Return the lines below verbatim, leaving out the pictures.

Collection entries
##############################

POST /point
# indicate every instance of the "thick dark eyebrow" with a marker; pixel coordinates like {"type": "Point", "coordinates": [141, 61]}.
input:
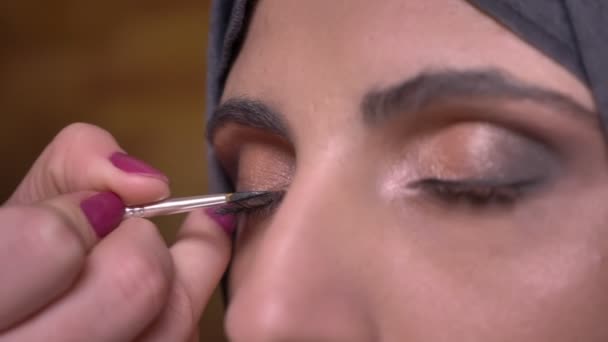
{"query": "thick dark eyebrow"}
{"type": "Point", "coordinates": [433, 87]}
{"type": "Point", "coordinates": [247, 112]}
{"type": "Point", "coordinates": [411, 95]}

##############################

Written reply
POST /point
# indicate every instance of the "thick dark eyebrow" with a marker; pixel coordinates like {"type": "Point", "coordinates": [141, 61]}.
input:
{"query": "thick dark eyebrow"}
{"type": "Point", "coordinates": [433, 87]}
{"type": "Point", "coordinates": [247, 112]}
{"type": "Point", "coordinates": [411, 95]}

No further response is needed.